- [PROBLEM DETAILS]
Within the records below, find the line containing "Category: blue jeans". Reproduce it and each line after it exactly, and nothing else.

DATASET RECORDS section start

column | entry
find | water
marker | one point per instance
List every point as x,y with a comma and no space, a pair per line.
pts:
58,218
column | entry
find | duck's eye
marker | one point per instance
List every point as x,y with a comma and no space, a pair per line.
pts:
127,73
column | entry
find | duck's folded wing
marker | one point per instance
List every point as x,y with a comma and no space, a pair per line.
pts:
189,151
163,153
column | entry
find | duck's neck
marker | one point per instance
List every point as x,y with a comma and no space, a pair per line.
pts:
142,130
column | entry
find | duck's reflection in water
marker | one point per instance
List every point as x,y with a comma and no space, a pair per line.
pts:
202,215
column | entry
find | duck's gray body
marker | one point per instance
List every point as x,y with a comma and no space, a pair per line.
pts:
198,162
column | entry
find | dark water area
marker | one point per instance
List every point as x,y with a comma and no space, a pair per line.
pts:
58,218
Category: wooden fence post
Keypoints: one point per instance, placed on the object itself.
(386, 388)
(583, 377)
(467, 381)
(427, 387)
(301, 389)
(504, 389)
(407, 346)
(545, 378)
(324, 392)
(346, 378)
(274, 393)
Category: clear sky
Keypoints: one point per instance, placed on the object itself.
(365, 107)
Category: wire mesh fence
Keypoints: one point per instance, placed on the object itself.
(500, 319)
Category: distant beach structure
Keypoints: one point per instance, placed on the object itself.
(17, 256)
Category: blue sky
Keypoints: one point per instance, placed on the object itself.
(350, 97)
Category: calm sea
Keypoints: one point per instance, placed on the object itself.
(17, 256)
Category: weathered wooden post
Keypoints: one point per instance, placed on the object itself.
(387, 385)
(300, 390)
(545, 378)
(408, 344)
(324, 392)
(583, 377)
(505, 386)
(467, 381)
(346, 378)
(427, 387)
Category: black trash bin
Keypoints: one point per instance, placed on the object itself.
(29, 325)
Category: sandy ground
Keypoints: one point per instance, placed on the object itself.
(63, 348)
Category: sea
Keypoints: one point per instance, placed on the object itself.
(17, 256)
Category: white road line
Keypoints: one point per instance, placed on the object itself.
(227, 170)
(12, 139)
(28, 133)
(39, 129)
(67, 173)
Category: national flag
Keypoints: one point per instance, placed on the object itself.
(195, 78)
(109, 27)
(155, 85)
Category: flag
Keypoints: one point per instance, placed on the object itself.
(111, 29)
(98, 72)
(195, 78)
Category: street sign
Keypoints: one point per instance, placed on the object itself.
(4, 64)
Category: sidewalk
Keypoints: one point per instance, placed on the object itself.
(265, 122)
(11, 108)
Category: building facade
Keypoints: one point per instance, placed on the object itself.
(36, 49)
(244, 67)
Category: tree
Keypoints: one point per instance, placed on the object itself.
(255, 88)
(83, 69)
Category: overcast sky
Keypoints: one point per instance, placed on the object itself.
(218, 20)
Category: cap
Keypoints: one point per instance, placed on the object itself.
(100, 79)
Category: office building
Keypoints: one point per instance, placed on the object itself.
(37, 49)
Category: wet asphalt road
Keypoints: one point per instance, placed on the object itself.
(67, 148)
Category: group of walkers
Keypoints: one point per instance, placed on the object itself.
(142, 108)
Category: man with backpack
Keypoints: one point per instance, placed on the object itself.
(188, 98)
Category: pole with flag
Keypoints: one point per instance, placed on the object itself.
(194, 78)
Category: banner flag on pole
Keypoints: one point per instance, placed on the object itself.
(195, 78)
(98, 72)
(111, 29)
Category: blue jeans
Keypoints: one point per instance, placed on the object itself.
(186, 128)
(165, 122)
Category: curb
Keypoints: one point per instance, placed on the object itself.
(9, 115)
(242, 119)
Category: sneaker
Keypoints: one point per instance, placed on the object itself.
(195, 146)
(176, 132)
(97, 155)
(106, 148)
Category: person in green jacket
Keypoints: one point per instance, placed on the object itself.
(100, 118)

DATASET RECORDS section end

- [ANSWER SECTION]
Category: blue jeans
Keypoints: one point per instance, placed on the object itself.
(186, 128)
(165, 122)
Category: curb
Keypoints: one point per instance, placed on the object itself.
(9, 115)
(242, 119)
Category: sneaker
Keypoints: one point per instance, placed on the object itself.
(195, 146)
(176, 132)
(97, 155)
(106, 148)
Category: person in green jacket
Keypoints: one point per instance, placed on the object itself.
(100, 118)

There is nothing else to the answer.